- Exercise brief: Can you arrange the listing below as a numbered list with all blank lines left out?

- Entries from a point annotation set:
===============

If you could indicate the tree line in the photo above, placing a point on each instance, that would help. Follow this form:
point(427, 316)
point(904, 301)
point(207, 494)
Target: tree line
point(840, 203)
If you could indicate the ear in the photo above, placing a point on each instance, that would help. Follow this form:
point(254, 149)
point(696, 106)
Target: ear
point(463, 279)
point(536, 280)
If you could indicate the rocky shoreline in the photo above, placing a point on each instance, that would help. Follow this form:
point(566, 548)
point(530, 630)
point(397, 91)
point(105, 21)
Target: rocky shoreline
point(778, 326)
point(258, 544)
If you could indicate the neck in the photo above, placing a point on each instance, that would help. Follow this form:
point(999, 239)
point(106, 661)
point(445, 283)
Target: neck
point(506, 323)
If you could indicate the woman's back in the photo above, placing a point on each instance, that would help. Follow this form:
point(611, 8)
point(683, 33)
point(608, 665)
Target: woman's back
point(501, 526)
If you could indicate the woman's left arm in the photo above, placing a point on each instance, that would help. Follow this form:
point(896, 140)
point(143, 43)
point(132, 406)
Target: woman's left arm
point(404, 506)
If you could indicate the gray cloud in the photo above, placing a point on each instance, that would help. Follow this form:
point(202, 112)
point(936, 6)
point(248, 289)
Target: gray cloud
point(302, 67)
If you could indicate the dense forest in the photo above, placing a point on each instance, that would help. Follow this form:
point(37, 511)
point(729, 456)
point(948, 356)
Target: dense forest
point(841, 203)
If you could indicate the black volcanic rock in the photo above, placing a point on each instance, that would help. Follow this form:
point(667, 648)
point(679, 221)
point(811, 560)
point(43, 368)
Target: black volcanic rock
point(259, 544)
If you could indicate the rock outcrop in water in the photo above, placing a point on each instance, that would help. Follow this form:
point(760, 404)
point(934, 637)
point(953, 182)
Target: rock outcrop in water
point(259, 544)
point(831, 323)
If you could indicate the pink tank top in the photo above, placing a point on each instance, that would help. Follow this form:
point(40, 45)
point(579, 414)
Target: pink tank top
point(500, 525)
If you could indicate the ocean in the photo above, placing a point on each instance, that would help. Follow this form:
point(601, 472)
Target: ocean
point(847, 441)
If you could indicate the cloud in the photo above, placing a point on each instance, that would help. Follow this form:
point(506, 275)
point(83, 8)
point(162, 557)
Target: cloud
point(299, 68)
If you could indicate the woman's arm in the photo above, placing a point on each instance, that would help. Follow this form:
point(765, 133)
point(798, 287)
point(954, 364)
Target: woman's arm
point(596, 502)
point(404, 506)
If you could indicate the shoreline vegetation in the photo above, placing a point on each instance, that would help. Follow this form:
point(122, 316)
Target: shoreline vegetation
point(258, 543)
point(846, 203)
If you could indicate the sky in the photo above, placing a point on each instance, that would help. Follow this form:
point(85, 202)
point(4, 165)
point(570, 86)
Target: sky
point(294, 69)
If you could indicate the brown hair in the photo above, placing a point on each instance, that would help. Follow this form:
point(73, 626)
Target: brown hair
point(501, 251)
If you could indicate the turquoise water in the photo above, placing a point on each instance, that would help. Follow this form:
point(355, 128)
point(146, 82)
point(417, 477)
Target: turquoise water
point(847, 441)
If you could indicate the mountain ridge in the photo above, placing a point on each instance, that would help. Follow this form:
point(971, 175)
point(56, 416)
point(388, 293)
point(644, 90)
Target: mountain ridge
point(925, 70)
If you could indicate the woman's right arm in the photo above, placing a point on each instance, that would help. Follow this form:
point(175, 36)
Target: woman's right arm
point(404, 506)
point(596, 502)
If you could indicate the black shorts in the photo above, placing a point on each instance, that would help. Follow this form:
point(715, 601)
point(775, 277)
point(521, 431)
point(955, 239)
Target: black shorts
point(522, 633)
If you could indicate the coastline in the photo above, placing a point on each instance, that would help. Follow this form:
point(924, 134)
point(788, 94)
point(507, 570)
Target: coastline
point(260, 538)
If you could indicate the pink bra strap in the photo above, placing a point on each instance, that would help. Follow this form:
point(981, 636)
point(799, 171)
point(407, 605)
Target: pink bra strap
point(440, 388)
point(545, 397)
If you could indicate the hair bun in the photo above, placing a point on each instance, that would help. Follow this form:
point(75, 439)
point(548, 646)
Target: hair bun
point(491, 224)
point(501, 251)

===============

- Task answer:
1. If you could indicate the tree line in the photo above, placing a point on each instance, that would help. Follow this form:
2. point(427, 316)
3. point(904, 301)
4. point(207, 494)
5. Target: tree line
6. point(840, 203)
7. If you could indicate the ear in the photo above, placing a point on each instance, that would help. Follow this form:
8. point(254, 149)
9. point(696, 106)
10. Target: ear
11. point(463, 279)
12. point(536, 280)
13. If you could indicate the rocky shoreline in the photo above, placing a point on each instance, that would help. Follow this form:
14. point(566, 548)
15. point(530, 630)
16. point(397, 91)
17. point(105, 21)
18. Target: rocky shoreline
19. point(778, 326)
20. point(258, 544)
21. If you could indicate the neck in the photo above, placing a point on each instance, that would help. Follow this form:
22. point(999, 239)
23. point(106, 661)
24. point(445, 283)
25. Target: neck
26. point(506, 323)
27. If you could indicate the woman's back in the photo above, placing a point on each instance, that would help. Follow this form:
28. point(611, 8)
29. point(683, 33)
30. point(608, 665)
31. Target: woman's back
32. point(501, 526)
33. If you could indicate the woman's left arm in the photo above, placing a point on each instance, that would help. Follow this form:
34. point(896, 140)
35. point(143, 43)
36. point(132, 406)
37. Target: woman's left arm
38. point(404, 506)
39. If you could indicate the gray cloud in the photo above, placing a point on each instance, that would help. Follow this form:
40. point(202, 112)
41. point(936, 6)
42. point(248, 289)
43. Target: gray cloud
44. point(302, 67)
45. If you could indicate the dense forest in the photo above, placing a point on each instance, that would help. Follow this form:
46. point(37, 511)
47. point(729, 456)
48. point(948, 356)
49. Target: dense forest
50. point(841, 203)
51. If you could indicate the black volcanic rock in the photo above, placing a point on each instance, that would help. Follow this form:
52. point(667, 648)
53. point(679, 221)
54. point(811, 560)
55. point(43, 368)
56. Target: black volcanic rock
57. point(259, 544)
58. If you could indicate the rock outcrop in water in the photo above, placing a point on each instance, that would help. Follow this form:
59. point(760, 404)
60. point(934, 637)
61. point(953, 182)
62. Target: rock outcrop in water
63. point(259, 544)
64. point(831, 323)
65. If you could indicate the pink tank top in the photo above, placing a point on each instance, that would help. Follow this form:
66. point(40, 45)
67. point(579, 414)
68. Target: pink tank top
69. point(500, 525)
70. If you could indicate the ocean in the photo above, placing a point on each instance, that would help. Follow this form:
71. point(601, 472)
72. Target: ocean
73. point(847, 441)
74. If you could indicate the cloud in the photo above, placing a point on each instance, that would help. Follow this form:
75. point(506, 275)
76. point(83, 8)
77. point(162, 557)
78. Target: cloud
79. point(299, 68)
80. If you could indicate the woman's arm in the photo above, placing a point on each instance, that would help. Follow this form:
81. point(765, 133)
82. point(798, 287)
83. point(954, 364)
84. Target: woman's arm
85. point(596, 502)
86. point(404, 506)
87. If you could indicate the shoreline vegetation in the photo above, placing a point on each instance, that would help. Follow this form:
88. point(122, 316)
89. Target: shoreline vegetation
90. point(258, 543)
91. point(846, 203)
92. If you could indicate the sky in the photo above, placing a point on each instance, that would help. Follow this form:
93. point(85, 202)
94. point(4, 165)
95. point(570, 86)
96. Target: sky
97. point(294, 69)
98. If you could indicate the brown hair in the photo above, placing a point on each instance, that would help. Follow this form:
99. point(73, 626)
100. Target: brown hair
101. point(501, 251)
102. If you could indicate the turquoise water in the photo above, placing a point on each instance, that would help. Follow this form:
103. point(355, 128)
104. point(146, 82)
105. point(417, 477)
106. Target: turquoise water
107. point(847, 441)
108. If you could indicate the mountain ridge in the photo above, placing a point on each instance, that would help. Follow this form:
109. point(971, 175)
110. point(56, 416)
111. point(388, 293)
112. point(644, 90)
113. Target: mountain ridge
114. point(925, 70)
115. If you could indicate the woman's right arm in the photo above, placing a point on each instance, that would help. Follow this form:
116. point(175, 36)
117. Target: woman's right arm
118. point(404, 506)
119. point(596, 502)
120. If you could indicate the black shorts in the photo above, placing a point on each instance, that would help. Follow this form:
121. point(715, 601)
122. point(775, 277)
123. point(521, 431)
124. point(955, 239)
125. Target: black shorts
126. point(522, 633)
127. If you could indicate the coastline in the photo above, placing a point on each instance, that would help. Follow this form:
128. point(924, 134)
129. point(788, 94)
130. point(507, 570)
131. Target: coastline
132. point(260, 538)
133. If you could indicate the pink bra strap in the photo above, placing a point on each instance, that would help. Follow this form:
134. point(981, 636)
135. point(799, 171)
136. point(407, 605)
137. Target: pink bra strap
138. point(440, 388)
139. point(545, 397)
140. If you could indicate the hair bun in the photo above, placing a point on each instance, that would help. Follow this form:
141. point(75, 439)
142. point(548, 646)
143. Target: hair bun
144. point(491, 224)
145. point(501, 251)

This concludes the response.